• DATA SUPPLIED:

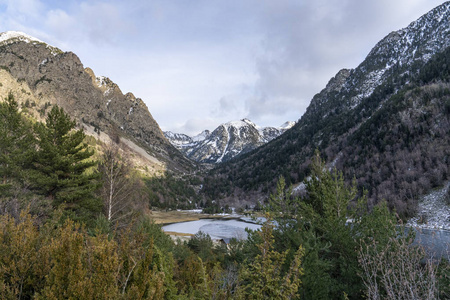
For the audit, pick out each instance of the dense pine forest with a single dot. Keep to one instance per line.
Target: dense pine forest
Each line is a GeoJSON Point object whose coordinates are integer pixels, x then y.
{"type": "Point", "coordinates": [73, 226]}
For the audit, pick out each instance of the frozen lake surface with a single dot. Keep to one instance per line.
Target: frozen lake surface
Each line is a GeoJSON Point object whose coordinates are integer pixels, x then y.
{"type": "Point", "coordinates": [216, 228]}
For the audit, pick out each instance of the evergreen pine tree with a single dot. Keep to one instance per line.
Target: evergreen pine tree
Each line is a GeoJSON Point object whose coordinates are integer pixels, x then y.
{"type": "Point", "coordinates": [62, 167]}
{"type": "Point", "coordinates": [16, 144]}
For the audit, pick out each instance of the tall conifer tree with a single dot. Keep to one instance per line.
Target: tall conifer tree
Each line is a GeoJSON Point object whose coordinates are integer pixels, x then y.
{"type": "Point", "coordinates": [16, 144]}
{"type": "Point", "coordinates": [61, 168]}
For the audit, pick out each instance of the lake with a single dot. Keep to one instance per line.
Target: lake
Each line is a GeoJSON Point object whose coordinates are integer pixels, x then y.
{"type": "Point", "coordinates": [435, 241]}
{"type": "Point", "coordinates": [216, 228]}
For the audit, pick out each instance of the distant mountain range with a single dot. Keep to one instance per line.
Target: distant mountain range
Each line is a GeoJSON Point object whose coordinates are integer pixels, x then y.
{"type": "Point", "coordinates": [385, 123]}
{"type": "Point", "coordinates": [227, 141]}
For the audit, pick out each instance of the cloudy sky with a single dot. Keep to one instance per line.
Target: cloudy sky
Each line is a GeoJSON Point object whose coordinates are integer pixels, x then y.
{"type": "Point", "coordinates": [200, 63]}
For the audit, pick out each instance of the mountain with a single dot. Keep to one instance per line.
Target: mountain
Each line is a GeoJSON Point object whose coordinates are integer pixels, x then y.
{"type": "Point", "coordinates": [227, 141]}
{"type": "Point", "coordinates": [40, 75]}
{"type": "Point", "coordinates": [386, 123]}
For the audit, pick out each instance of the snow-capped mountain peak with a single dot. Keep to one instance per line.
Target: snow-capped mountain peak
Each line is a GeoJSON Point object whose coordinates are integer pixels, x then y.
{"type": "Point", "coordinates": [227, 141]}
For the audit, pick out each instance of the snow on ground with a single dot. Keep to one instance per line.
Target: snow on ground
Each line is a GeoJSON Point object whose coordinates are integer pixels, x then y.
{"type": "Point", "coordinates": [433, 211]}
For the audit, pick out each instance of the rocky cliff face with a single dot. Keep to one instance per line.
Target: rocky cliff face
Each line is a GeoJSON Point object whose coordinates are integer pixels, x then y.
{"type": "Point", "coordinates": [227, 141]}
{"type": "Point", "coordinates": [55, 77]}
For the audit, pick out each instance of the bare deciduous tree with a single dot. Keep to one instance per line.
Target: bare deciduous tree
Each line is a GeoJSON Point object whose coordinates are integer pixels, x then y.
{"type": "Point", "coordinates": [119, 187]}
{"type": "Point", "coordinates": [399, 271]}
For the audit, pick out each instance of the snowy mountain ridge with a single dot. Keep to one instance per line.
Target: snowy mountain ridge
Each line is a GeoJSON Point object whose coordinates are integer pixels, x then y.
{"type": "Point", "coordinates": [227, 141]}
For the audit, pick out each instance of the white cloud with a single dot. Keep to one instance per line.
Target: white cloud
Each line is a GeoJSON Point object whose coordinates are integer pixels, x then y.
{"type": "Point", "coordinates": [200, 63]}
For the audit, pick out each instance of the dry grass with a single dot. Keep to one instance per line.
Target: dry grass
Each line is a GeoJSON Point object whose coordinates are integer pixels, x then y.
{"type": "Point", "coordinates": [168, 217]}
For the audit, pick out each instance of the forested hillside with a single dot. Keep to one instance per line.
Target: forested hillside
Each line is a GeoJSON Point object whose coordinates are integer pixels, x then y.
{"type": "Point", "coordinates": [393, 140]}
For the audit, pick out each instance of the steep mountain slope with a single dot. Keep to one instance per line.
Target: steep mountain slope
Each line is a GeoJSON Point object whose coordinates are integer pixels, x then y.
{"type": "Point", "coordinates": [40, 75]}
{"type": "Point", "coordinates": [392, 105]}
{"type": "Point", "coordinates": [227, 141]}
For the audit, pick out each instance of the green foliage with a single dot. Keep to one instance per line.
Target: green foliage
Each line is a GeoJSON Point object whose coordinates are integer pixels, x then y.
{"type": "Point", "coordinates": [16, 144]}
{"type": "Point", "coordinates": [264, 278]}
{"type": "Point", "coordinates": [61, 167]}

• PROBLEM DESCRIPTION: Transcribe every entry word for word, but skip the pictures.

• SOLUTION FOR THIS EXERCISE:
For the audit, pick out each instance of the dense pine forest with a single dot. Keep to one instance per line.
Target: dense pine forest
Each line is a GeoJSON Point object whose coordinates are integer pixels, x then y.
{"type": "Point", "coordinates": [73, 226]}
For the audit, pick out each instance of the frozen lake surface with a single dot. Keep to one instance per line.
Target: frozen lake surface
Each line is a GeoJSON Point object whose coordinates are integer pixels, x then y.
{"type": "Point", "coordinates": [216, 228]}
For the audit, pick out each instance of the evergreen pine tree with a single dot. Keep to one instance per line.
Target: evergreen pine tree
Each line is a GeoJSON Point object whose coordinates are integer pixels, x then y.
{"type": "Point", "coordinates": [62, 167]}
{"type": "Point", "coordinates": [16, 144]}
For the audit, pick out each instance of the tall conifer tree with a single dot. Keep to one instance per line.
Target: tall conifer tree
Each line is a GeoJSON Point object whose coordinates are integer pixels, x then y.
{"type": "Point", "coordinates": [16, 144]}
{"type": "Point", "coordinates": [61, 168]}
For the audit, pick out each instance of the lake with a single dot. Keep to one instance per line.
Target: lake
Each line is a GeoJSON Point object whose coordinates are integer pixels, x then y.
{"type": "Point", "coordinates": [435, 241]}
{"type": "Point", "coordinates": [216, 228]}
For the audit, pick out each instance of the distant mountain range with a single dot. Keep to one instance per line.
Target: distant mountain range
Each line is a GeoJSON Point object whose coordinates are integer pixels, x then y.
{"type": "Point", "coordinates": [385, 123]}
{"type": "Point", "coordinates": [227, 141]}
For the audit, pick out each instance of the cloudy sky with a single dot. Keep to one instance per line.
Target: cloudy sky
Each line is a GeoJSON Point object whose coordinates are integer pixels, x then y.
{"type": "Point", "coordinates": [200, 63]}
For the audit, pick out each instance of the mountain with a single dot. Keep to one instance per line.
Target: mountain
Each line is a GeoJSON Point object whose coordinates are integer pixels, x then y.
{"type": "Point", "coordinates": [227, 141]}
{"type": "Point", "coordinates": [40, 75]}
{"type": "Point", "coordinates": [386, 123]}
For the audit, pick out each instance of the snow-capped mountain peak with a single dot. Keep to one instance per line.
Target: snow-capped mountain peak
Each line is a GeoJSON Point object whose coordinates are integer pixels, x then y.
{"type": "Point", "coordinates": [227, 141]}
For the audit, pick out each instance of the snow on ground with a single dot. Keep to one instance per line.
Target: snow on ground
Each line is a GeoJSON Point object whose coordinates are integer pixels, x then y.
{"type": "Point", "coordinates": [433, 211]}
For the audit, pick out each instance of the rocky cliff face with a single dot. Keep to one instance per line.
Target: rocky cliff face
Each line is a GeoJSON Point object whose coordinates are integer pixels, x then y.
{"type": "Point", "coordinates": [227, 141]}
{"type": "Point", "coordinates": [55, 77]}
For the audit, pick out each instance of the bare deciduous tree with a single dot. Keep to one instance per line.
Target: bare deciduous tree
Each line is a GeoJSON Point object whose coordinates are integer pixels, x then y.
{"type": "Point", "coordinates": [119, 187]}
{"type": "Point", "coordinates": [399, 271]}
For the audit, pick out each instance of the snowy mountain ridge with a single dot. Keep to one instance per line.
Target: snowy mountain ridge
Each line is a GeoJSON Point object whose coordinates are integer pixels, x then y.
{"type": "Point", "coordinates": [227, 141]}
For the audit, pick out each instance of the white cloud with a single dot. Keep to one instance per line.
Target: white cloud
Each line is a GeoJSON Point object whose coordinates are integer pixels, x then y.
{"type": "Point", "coordinates": [200, 63]}
For the audit, pick out each instance of the dry grass with a single dot. Keep to one instance per line.
Target: dry grass
Each line is a GeoJSON Point object whose coordinates are integer pixels, x then y.
{"type": "Point", "coordinates": [168, 217]}
For the audit, pick out each instance of the forested hillside with a single dot. Keep to one instance per line.
Target: forested hillside
Each line is a GeoJSON Point object whose coordinates are integer pixels, x then y.
{"type": "Point", "coordinates": [393, 140]}
For the audit, pick out each instance of the steep mountain slope with a single dot. Keep to one instance per line.
Target: steep mountain slope
Each line is a GeoJSON Point object whose coordinates are integer pixels, x then y.
{"type": "Point", "coordinates": [40, 75]}
{"type": "Point", "coordinates": [392, 105]}
{"type": "Point", "coordinates": [227, 141]}
For the audit, pick out each instance of the green foliage with a single dot. Keep to one instance per line.
Target: green foliage
Each line is a GeoJSON Point object whose coordinates are integer pixels, x then y.
{"type": "Point", "coordinates": [16, 144]}
{"type": "Point", "coordinates": [264, 278]}
{"type": "Point", "coordinates": [61, 167]}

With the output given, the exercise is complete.